### PROBLEM DETAILS
Rewrite every line of the items below, replacing "list one box per line" with "put each box on its own line" and keeping everything else the same. Leave the pictures out of your answer.

## Begin

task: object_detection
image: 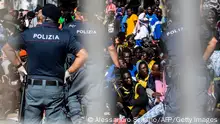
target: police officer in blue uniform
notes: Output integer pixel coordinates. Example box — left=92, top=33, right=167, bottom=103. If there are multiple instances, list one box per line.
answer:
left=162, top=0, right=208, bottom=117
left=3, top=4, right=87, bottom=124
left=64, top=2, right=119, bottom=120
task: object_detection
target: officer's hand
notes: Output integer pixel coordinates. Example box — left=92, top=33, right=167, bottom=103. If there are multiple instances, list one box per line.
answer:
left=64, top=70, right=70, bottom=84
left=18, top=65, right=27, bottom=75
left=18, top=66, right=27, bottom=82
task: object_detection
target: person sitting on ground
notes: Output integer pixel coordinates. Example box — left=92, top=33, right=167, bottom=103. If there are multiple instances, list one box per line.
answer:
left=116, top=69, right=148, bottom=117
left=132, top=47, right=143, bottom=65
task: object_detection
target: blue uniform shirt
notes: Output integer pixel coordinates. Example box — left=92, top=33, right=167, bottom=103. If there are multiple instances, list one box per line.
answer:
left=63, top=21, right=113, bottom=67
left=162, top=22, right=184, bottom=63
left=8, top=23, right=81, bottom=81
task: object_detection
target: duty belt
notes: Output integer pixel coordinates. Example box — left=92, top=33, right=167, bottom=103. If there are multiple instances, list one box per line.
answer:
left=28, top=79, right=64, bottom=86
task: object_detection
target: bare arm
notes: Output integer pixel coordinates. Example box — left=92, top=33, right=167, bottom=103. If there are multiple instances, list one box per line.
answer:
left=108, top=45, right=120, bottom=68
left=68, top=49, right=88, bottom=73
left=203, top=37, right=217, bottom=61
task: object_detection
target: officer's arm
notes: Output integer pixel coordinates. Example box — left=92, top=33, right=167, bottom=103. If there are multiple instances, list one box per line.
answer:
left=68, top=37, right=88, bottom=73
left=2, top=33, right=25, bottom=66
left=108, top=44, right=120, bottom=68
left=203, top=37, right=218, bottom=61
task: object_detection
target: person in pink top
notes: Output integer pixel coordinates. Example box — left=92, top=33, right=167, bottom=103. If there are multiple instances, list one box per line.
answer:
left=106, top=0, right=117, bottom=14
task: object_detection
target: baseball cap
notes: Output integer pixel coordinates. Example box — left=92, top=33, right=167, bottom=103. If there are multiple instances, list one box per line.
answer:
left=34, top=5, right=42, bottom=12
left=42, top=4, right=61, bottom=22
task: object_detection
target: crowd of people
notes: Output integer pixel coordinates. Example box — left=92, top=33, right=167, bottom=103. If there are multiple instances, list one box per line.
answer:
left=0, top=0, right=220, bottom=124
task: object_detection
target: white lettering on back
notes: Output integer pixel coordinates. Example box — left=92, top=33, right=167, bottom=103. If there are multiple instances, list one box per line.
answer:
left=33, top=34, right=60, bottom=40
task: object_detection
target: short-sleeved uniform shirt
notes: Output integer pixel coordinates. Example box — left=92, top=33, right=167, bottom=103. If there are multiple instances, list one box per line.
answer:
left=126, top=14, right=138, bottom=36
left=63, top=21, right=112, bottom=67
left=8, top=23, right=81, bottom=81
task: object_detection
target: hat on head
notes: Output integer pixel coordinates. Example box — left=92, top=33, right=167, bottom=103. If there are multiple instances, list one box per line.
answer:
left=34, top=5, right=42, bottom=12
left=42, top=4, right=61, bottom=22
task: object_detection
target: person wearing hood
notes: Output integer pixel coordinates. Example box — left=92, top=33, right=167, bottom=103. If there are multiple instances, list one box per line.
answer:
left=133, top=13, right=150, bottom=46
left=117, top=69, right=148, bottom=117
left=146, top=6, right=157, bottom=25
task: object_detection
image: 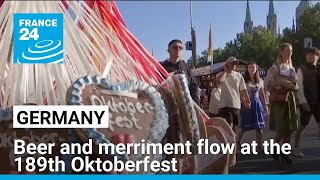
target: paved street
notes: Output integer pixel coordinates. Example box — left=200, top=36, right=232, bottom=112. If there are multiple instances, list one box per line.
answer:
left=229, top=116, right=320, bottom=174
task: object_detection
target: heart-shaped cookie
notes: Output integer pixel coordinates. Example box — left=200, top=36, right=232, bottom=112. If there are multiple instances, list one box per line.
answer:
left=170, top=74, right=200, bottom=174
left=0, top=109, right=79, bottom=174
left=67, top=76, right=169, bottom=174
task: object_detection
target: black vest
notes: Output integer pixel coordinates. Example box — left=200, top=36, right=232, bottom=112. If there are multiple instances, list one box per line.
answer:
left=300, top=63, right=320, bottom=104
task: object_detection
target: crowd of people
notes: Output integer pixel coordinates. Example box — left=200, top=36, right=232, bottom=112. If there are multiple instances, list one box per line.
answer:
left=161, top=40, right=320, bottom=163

## End

### CORRECT RESPONSE
task: object_detection
image: 
target: police officer in blue uniform
notes: Output integer pixel coordinates. Example box — left=92, top=33, right=167, bottom=103. If there are multiple instances, put each box on its own line.
answer:
left=162, top=0, right=208, bottom=117
left=3, top=4, right=87, bottom=124
left=64, top=2, right=119, bottom=120
task: object_detection
target: officer's hand
notes: Output integer pixel coordinates. Example box — left=92, top=33, right=167, bottom=103. If there are multiple instances, put each box on its own line.
answer:
left=64, top=70, right=70, bottom=84
left=18, top=65, right=27, bottom=75
left=18, top=66, right=27, bottom=82
task: object_detection
target: person sitting on ground
notes: Output integer pixel coordinates. Example box — left=92, top=33, right=167, bottom=103. If there are multiple instances, put each box on its own line.
answer:
left=116, top=69, right=148, bottom=117
left=132, top=47, right=143, bottom=65
task: object_detection
target: blue uniform shirt
notes: Output integer pixel coordinates. Example box — left=92, top=33, right=167, bottom=103. If there are multiple instances, put each box on its own line.
answer:
left=63, top=21, right=113, bottom=67
left=162, top=22, right=184, bottom=63
left=8, top=23, right=81, bottom=81
task: object_detection
target: duty belt
notes: Output integer pixel coordinates. Example box — left=92, top=33, right=167, bottom=103. If there are multiple instances, put each box on its own line.
answer:
left=28, top=79, right=64, bottom=86
task: object_detection
target: bare arm
notes: Output integer pixel coordinates. Example box — left=92, top=33, right=167, bottom=103. If there are multiple instances, put each box on its own line.
answer:
left=108, top=45, right=120, bottom=68
left=68, top=49, right=88, bottom=73
left=203, top=37, right=217, bottom=61
task: object_detection
target: officer's arm
notes: Output integer pixel coordinates. Example box — left=92, top=33, right=167, bottom=103. If there are multiple instances, put each box on its own line.
answer:
left=68, top=37, right=88, bottom=73
left=2, top=33, right=25, bottom=66
left=108, top=44, right=120, bottom=68
left=203, top=37, right=218, bottom=61
task: object_detection
target: person in pink top
notes: Output integer pixel coordinates. Example box — left=92, top=33, right=167, bottom=103. If there are multiple instances, put each box on its own line.
answer:
left=106, top=0, right=117, bottom=14
task: object_detection
target: baseball cap
notes: Output integer pixel coordinates. Example box — left=92, top=33, right=167, bottom=103. If there are multiple instances, put each box on its own line.
answer:
left=34, top=5, right=42, bottom=12
left=42, top=4, right=61, bottom=22
task: object_detection
target: crowd of people
notes: Output integer pixel coordinates. Example box — left=92, top=33, right=167, bottom=103. If there are multiple instances, put each box on its own line.
answer:
left=0, top=0, right=220, bottom=124
task: object_detection
target: white lettering on back
notes: Output integer pixel coordinates. Example box — left=92, top=33, right=167, bottom=103. If there are multiple instances, put each box on its own line.
answer:
left=33, top=34, right=60, bottom=40
task: object_detection
target: short-sleeved uniform shirt
notes: Output integer pixel coordinates. Example box — left=92, top=33, right=167, bottom=103. If there are multiple instances, put each box on its own line.
answer:
left=126, top=14, right=138, bottom=36
left=63, top=21, right=112, bottom=67
left=8, top=23, right=81, bottom=81
task: object_detection
target: hat on head
notes: Output integer pixel coordinates. Example box — left=92, top=33, right=167, bottom=103. If there are multiple instances, put each box on its own line.
answer:
left=34, top=5, right=42, bottom=12
left=42, top=4, right=61, bottom=22
task: object_detection
target: person wearing hood
notes: Output integer pixel coordinates. Example box — left=92, top=33, right=167, bottom=103. If there are multiple instances, put each box on its own line.
answer:
left=133, top=13, right=150, bottom=46
left=117, top=69, right=148, bottom=117
left=146, top=6, right=157, bottom=25
task: object_detection
image: 
target: paved street
notes: Output integer pixel coordinates. Example box — left=200, top=36, right=232, bottom=112. If there are multiple instances, put each box on its own line.
answer:
left=229, top=116, right=320, bottom=174
task: object_detection
target: heart-shaped cookie
notes: Output integer pixel coordinates. Example box — left=200, top=36, right=232, bottom=112. If there are multiple instances, put each box on its own line.
answer:
left=170, top=74, right=200, bottom=174
left=0, top=109, right=79, bottom=174
left=67, top=76, right=169, bottom=174
task: object_detection
target: black vest
notes: Output integer pixel coordinates. Example box — left=200, top=36, right=232, bottom=112. If there are multiple instances, put each box on its own line.
answer:
left=300, top=63, right=320, bottom=104
task: object_detection
target: crowd of people
notes: Output integer pixel coordinates. Example box — left=200, top=36, right=232, bottom=112. If there are multiple instances, put each box on its own line.
answer:
left=161, top=40, right=320, bottom=163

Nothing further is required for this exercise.